» **Task item**:
Retype each line below precisely.

START Records to process

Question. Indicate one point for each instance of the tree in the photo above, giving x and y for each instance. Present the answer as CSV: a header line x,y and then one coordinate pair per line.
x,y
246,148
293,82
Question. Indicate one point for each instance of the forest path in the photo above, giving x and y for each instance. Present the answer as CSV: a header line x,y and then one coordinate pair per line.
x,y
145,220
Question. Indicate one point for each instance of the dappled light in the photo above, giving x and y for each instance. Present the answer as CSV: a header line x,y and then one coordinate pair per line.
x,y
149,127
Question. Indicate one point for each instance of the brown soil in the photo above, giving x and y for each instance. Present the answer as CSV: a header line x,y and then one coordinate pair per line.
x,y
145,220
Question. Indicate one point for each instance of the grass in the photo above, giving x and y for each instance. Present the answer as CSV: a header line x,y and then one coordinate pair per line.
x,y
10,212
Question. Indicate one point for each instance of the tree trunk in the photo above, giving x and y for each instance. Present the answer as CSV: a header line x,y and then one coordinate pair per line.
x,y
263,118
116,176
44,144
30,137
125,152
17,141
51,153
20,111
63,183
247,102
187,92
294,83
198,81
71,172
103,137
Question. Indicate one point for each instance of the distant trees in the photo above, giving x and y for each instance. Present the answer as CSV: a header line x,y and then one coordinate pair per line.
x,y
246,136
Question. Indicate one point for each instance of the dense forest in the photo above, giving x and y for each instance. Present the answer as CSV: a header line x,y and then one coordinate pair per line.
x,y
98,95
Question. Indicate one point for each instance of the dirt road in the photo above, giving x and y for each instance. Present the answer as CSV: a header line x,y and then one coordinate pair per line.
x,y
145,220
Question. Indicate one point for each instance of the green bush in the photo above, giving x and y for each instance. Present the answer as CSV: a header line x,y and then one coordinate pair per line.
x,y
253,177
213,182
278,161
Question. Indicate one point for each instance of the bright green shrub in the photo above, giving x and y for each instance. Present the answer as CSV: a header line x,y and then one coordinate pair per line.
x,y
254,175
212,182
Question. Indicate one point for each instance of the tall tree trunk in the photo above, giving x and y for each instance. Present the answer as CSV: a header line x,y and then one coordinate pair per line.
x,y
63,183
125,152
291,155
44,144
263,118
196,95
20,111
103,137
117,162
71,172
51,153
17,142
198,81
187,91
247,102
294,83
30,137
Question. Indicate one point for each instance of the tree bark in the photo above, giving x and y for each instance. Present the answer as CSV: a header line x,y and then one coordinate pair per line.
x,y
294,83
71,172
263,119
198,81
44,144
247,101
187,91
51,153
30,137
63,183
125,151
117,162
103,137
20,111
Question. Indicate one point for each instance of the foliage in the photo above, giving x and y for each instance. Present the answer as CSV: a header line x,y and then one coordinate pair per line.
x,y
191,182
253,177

END Records to process

» **Exercise response**:
Question. Indicate one point for each instance of the tree in the photo above, giving x and y for each instance. Present the answer as CSV: a header line x,y and then one coordinate pair per line.
x,y
246,148
293,82
Question. Indicate one point for each instance of the forest path in the photo above, giving x and y for each instance. Present the answer as CSV: a header line x,y and then one coordinate pair per line.
x,y
145,220
Question. Indicate one point for each instance of the dappled light in the photo above, giving x and y for each instance. Present the answer as CSV: a header line x,y and then one coordinate pair per line.
x,y
149,127
Question. Indicate one point for each instance of the brown soil in the photo above, giving x and y for each instance. Present the answer as CSV: a header line x,y and then one coordinate pair per line.
x,y
145,220
Question. Indicate one point for each instance of the grass in the photo above, giving x and y for each instance. Present the answer as CSV: a header line x,y and then one coordinate pair per line.
x,y
10,212
Question. Indicate one point for each instance of the tree trunk in the photo above, giving x and y for each instance. Present the answer as CSV: a header line x,y and then one coordinate pair per line.
x,y
263,118
116,176
44,144
30,137
125,152
17,141
51,153
20,111
63,183
247,102
187,92
294,83
198,81
71,172
103,137
Question. Indicate one point for each instance of the distant trees in the photo above, giving x and y for each instance. Present the answer as CSV: a header line x,y and then one coordinate pair per line.
x,y
246,136
Question. Indicate one point for each instance of the dense forest in the photo above, giving x and y for each instance. Present the answer as CSV: a header line x,y and then one coordinate pair per line.
x,y
98,95
Question. Indicate one point for each instance of the dirt road in the photo above, giving x and y for each instance. Present the answer as CSV: a header line x,y and then one coordinate pair per line.
x,y
145,220
Question. Indicate one point for each instance of the green bush in the photo above, giving x and y for each instance. Present the answer as CSV: a header line x,y and then one coordinate pair per line.
x,y
253,177
213,182
278,161
Question. Indicate one point for each instance of the bright green shrub in the photo above, giving x and y for each instance. Present the answer as CSV: a header line x,y and then one coordinate pair per line.
x,y
254,175
212,182
Question. Indicate one point for each instance of the tall tree trunk in the photo above, giving x and y for each instance. Present the answer as CSV: a header line x,y and then one coordinate pair per line.
x,y
63,183
125,152
291,155
44,144
263,118
196,95
20,111
103,137
117,162
71,172
51,153
17,142
198,81
187,91
247,102
294,83
30,137
Question. Indicate one point for each instance of the tree bark in the photo above, giving x and y for each instance. Present the answer as CSV: a header line x,y and then one coordinate pair per line.
x,y
294,83
71,172
263,119
198,81
44,144
247,101
187,91
51,153
30,137
63,183
125,151
117,162
103,137
20,111
Question. Indicate one point for each instance of the foliage in the photo above, giving x and y for each instance. Present the answer as CSV: a header line x,y and then one coordinate pair per line.
x,y
191,182
253,177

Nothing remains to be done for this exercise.